**Action item**:
Your answer must consist solely of the line containing "The endpoint marks every instance of the reflection" and each line after it through the end of the data, copied exactly.
Task inputs: Begin
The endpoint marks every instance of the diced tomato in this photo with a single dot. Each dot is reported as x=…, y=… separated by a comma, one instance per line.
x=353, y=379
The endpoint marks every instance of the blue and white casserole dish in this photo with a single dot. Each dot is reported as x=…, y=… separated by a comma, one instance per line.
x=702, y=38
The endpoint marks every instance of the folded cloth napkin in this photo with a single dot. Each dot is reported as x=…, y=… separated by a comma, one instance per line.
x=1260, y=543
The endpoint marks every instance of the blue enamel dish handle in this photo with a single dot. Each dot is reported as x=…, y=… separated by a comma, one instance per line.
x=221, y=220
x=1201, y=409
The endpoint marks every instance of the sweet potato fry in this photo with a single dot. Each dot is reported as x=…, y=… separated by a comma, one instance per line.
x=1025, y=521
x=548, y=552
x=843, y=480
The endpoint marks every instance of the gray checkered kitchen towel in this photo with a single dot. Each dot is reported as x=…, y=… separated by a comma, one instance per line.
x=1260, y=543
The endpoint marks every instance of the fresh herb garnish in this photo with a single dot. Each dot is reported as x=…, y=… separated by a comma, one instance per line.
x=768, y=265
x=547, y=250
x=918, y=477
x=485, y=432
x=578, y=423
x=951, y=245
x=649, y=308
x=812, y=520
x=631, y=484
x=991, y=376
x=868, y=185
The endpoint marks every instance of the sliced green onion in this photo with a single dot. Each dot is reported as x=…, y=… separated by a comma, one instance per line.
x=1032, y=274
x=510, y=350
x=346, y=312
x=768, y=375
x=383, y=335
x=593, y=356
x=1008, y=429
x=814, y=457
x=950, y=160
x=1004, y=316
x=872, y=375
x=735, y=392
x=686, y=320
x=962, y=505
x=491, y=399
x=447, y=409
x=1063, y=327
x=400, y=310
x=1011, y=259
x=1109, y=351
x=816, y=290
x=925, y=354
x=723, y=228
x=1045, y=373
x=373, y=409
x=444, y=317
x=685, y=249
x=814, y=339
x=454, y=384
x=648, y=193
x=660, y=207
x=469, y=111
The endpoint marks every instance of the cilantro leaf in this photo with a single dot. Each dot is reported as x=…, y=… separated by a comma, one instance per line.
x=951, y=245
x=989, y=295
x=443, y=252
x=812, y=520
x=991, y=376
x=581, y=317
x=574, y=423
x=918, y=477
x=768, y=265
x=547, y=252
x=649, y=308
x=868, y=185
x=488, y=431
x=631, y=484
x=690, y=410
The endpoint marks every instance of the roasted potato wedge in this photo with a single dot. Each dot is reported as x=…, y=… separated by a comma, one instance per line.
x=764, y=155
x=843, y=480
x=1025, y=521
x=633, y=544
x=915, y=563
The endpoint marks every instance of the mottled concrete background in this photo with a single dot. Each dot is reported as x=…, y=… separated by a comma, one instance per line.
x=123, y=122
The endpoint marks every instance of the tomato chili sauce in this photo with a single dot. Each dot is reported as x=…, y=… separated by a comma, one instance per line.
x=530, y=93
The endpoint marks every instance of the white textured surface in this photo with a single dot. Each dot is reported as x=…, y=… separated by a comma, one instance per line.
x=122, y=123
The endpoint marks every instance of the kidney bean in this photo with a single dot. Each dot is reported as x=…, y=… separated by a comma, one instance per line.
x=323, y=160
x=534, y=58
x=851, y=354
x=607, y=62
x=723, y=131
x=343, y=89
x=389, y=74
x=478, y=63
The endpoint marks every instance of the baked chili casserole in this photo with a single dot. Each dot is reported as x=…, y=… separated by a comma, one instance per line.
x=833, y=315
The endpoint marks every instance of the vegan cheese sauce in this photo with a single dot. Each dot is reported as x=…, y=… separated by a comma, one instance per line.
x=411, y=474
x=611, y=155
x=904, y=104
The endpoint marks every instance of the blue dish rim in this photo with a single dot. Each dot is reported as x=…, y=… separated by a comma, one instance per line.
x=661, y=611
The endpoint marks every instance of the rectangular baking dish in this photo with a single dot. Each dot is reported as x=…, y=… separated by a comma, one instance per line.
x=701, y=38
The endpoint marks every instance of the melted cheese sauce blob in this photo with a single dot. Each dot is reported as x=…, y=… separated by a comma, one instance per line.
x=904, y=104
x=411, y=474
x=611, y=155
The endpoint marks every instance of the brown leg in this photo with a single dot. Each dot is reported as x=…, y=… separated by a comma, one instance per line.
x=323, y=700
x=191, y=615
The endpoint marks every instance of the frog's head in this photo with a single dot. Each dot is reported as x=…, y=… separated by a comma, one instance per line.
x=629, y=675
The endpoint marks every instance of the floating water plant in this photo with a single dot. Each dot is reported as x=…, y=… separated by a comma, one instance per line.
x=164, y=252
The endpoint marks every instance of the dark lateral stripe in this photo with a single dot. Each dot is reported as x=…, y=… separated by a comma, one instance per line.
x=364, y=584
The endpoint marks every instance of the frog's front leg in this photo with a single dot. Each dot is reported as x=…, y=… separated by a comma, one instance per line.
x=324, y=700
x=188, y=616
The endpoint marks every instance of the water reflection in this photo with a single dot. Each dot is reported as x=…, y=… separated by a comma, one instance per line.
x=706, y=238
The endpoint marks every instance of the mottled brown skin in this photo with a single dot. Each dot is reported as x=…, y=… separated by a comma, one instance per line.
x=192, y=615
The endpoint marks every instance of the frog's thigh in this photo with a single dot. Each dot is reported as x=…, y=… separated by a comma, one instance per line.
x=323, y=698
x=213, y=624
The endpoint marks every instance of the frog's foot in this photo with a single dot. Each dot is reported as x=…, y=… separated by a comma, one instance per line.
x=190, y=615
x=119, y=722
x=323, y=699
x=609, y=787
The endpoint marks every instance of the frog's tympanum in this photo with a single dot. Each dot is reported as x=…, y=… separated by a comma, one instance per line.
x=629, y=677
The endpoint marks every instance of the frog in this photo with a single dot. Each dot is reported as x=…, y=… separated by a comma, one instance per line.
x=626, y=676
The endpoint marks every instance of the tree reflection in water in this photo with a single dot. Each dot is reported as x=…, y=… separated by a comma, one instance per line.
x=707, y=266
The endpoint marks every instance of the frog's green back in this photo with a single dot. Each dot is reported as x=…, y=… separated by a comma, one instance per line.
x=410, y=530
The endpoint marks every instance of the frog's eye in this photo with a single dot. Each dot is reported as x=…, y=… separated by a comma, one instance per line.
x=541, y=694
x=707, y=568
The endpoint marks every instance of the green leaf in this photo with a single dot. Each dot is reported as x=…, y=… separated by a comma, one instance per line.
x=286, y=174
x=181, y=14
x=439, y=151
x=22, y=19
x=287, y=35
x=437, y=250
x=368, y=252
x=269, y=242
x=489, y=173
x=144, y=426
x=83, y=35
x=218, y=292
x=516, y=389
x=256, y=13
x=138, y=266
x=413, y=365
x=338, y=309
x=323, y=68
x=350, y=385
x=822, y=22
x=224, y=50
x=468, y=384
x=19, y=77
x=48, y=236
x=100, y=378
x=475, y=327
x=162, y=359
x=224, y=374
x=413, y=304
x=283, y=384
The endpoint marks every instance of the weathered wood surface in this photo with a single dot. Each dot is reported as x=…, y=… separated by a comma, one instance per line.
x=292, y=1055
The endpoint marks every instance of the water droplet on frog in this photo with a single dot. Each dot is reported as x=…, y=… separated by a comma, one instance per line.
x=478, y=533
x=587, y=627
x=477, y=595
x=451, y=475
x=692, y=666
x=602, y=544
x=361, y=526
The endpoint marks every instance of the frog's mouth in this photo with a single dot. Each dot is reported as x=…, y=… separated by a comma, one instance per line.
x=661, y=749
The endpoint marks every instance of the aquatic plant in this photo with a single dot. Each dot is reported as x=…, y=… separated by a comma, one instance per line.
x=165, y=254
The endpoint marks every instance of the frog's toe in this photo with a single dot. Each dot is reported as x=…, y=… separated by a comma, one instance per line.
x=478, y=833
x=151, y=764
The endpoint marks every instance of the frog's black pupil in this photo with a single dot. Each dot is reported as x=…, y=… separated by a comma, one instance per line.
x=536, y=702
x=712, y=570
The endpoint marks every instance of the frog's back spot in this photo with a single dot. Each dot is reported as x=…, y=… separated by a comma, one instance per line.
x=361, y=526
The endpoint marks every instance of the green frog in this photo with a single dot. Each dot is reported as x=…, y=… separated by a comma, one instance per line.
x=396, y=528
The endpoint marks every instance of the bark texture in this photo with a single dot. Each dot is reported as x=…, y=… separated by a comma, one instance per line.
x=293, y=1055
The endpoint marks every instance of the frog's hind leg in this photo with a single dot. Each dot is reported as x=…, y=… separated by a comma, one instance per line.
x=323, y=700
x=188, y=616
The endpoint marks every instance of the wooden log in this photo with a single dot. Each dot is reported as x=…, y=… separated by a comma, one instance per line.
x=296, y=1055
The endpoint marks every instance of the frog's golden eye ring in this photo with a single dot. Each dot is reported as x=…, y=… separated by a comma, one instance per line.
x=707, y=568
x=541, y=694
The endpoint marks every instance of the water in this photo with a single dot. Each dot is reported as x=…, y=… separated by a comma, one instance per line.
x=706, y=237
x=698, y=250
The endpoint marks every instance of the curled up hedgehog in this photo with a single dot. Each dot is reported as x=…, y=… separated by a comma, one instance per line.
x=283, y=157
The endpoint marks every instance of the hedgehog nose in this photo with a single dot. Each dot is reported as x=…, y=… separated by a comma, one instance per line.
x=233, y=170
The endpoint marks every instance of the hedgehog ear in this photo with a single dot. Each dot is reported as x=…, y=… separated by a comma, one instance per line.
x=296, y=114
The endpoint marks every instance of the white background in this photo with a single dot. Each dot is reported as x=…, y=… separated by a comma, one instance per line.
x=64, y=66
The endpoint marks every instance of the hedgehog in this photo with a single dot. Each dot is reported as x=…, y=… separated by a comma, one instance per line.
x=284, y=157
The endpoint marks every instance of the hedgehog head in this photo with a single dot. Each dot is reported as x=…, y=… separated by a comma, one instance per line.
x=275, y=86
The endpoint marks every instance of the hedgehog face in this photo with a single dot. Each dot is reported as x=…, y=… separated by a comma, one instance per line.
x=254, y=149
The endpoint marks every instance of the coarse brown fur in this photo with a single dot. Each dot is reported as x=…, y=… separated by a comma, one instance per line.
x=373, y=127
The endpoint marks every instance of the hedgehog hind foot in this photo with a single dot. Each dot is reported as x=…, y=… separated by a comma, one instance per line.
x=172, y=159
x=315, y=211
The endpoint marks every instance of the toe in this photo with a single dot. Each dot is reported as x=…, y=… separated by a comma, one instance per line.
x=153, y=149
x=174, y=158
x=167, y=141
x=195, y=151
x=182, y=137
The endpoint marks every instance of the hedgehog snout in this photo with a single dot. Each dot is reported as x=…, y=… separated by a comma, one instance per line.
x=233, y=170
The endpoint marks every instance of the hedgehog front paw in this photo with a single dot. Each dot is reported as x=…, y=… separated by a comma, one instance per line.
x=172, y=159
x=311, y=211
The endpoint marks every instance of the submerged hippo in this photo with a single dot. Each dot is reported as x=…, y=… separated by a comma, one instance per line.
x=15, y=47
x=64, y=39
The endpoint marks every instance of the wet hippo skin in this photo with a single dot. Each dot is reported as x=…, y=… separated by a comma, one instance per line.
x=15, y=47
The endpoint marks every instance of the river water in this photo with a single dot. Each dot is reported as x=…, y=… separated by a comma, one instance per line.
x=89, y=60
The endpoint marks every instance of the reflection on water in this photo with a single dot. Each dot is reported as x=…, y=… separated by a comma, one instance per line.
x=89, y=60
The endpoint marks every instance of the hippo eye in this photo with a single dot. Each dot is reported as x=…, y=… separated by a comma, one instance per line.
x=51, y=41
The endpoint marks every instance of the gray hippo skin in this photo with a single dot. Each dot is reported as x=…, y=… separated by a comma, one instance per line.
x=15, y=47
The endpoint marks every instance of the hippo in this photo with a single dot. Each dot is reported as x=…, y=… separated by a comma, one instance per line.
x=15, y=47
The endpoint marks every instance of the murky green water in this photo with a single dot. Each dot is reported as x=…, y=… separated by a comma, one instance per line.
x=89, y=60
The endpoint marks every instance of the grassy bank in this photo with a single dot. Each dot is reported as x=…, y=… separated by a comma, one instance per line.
Task inputs: End
**Solution**:
The endpoint marks every instance of the reflection on water in this photo with a single dot. Each dot is reported as x=…, y=… separated by a comma, one instance per line.
x=89, y=60
The endpoint marks every instance of the hippo eye in this photo with a single dot. Each dot is reported as x=…, y=… separated by a comma, one instance per line.
x=51, y=41
The endpoint marks every instance of the gray hippo skin in this photo with a single dot. Each dot is reported as x=…, y=… separated by a comma, one instance per line.
x=15, y=47
The endpoint marks every instance of the hippo in this photo with a single dot. Each dot is reported as x=…, y=… separated by a comma, one instance per line.
x=15, y=47
The endpoint marks every instance of the murky green water in this photo with a single dot. Each dot is reported as x=…, y=… separated by a comma, one instance per line.
x=89, y=60
The endpoint marks every instance of the grassy bank in this photo with a single dot. Each dot is reported as x=…, y=… separated by a comma, one instance per line.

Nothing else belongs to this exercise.